[REQUIREMENT 1]: Reproduce word for word the part of the bobsled article below that begins at "Considering the 29-year-old" and stops after "well at everything.".

Bree and her bobsled: Story just needs ending
CRAIG HILL; Staff writer
WHISTLER, B.C. – Tim Schaaf is a videographer and a screenwriter, so he knows a good story when sees one.
One of his favorites is of how a football coach with a really bad idea and a guy with a broken kidney led to Olympic glory for a Bremerton woman.
The star of the story is his younger sister, Bree Schaaf, who makes her Olympic debut tonight in bobsled at the Whistler Sliding Centre.
As the pilot of USA 3, the third-ranked of America’s three sleds, Schaaf should be happy just being at the games, especially since she just finished her first complete season on the World Cup circuit.
But that’s not Schaaf’s style.
“Her goal, I’m sure, is to win the gold medal,” her brother said. “But she’ll be proud of whatever she does.”
Considering the 29-year-old qualified for the Olympics while sliding on tracks she’d never slid before, competing on a track she and her brakeman, Emily Azevedo of Chico, Calif., are actually familiar with could make them a threat to medal.
“Bree can do anything,” said U.S. skeleton slider Noelle Pikus-Pace, Schaaf’s former roommate. “She has worked so hard and done so much to get here, nothing would surprise me.”
* * *
The story begins with Schaaf mastering the art of multi-tasking.
She dabbled in ballet, volleyball, basketball and track. She even played the piano, guitar, bass and trombone. Seemingly, she did well at everything.
“You never really think about it when you are a kid, but looking back she was kind of a freak,” Tim Schaaf said.
Because Schaaf was involved in so many activities, she wasn’t as polished an athlete as some of her friends. But she stood out because of her athleticism.

[LISTED ENTRIES]:
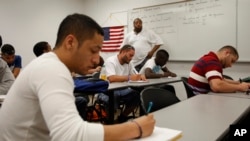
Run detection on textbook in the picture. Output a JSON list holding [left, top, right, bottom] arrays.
[[130, 126, 182, 141]]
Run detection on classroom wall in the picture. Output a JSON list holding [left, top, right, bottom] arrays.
[[0, 0, 250, 79]]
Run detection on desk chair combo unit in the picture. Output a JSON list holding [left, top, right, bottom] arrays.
[[140, 87, 180, 114], [181, 77, 195, 98]]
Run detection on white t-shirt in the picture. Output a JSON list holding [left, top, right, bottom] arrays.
[[121, 28, 163, 66], [105, 55, 135, 77], [139, 57, 165, 74], [0, 52, 104, 141]]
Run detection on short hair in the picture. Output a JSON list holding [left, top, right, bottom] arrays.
[[219, 45, 239, 59], [1, 44, 15, 55], [120, 44, 135, 53], [156, 49, 169, 59], [133, 18, 142, 23], [33, 41, 49, 57], [55, 13, 104, 48]]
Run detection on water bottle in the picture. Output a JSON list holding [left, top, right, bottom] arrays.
[[100, 65, 107, 80]]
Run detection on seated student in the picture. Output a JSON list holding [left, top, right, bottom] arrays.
[[1, 44, 22, 78], [139, 49, 176, 78], [0, 14, 155, 141], [139, 49, 177, 94], [105, 45, 146, 122], [188, 45, 250, 94], [33, 41, 51, 57], [88, 56, 104, 74], [33, 41, 89, 119]]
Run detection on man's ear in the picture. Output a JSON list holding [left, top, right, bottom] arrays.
[[65, 34, 78, 50]]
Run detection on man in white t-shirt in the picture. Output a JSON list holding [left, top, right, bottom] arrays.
[[121, 18, 163, 72], [0, 14, 155, 141], [139, 49, 176, 78], [105, 45, 146, 122]]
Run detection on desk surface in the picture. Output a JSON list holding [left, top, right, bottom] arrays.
[[209, 92, 250, 99], [154, 95, 250, 141], [127, 77, 182, 87]]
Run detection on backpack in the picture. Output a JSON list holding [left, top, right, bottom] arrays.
[[74, 78, 109, 93], [86, 103, 108, 123]]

[REQUIREMENT 2]: Transcribe exactly the lines of the listing above, beginning at the line that contains "Run detection on man in" and stopping after the line that contains "77, 182, 87]]".

[COMPLETE OUTPUT 1]:
Considering the 29-year-old qualified for the Olympics while sliding on tracks she’d never slid before, competing on a track she and her brakeman, Emily Azevedo of Chico, Calif., are actually familiar with could make them a threat to medal.
“Bree can do anything,” said U.S. skeleton slider Noelle Pikus-Pace, Schaaf’s former roommate. “She has worked so hard and done so much to get here, nothing would surprise me.”
* * *
The story begins with Schaaf mastering the art of multi-tasking.
She dabbled in ballet, volleyball, basketball and track. She even played the piano, guitar, bass and trombone. Seemingly, she did well at everything.

[COMPLETE OUTPUT 2]:
Run detection on man in white t-shirt in the picture. Output a JSON list holding [left, top, right, bottom] arrays.
[[121, 18, 163, 72], [0, 14, 155, 141], [139, 49, 176, 78], [105, 45, 146, 122]]
Run detection on desk surface in the picture. Output a JSON list holding [left, top, right, bottom] arrays.
[[209, 92, 250, 99], [154, 95, 250, 141], [127, 77, 182, 87]]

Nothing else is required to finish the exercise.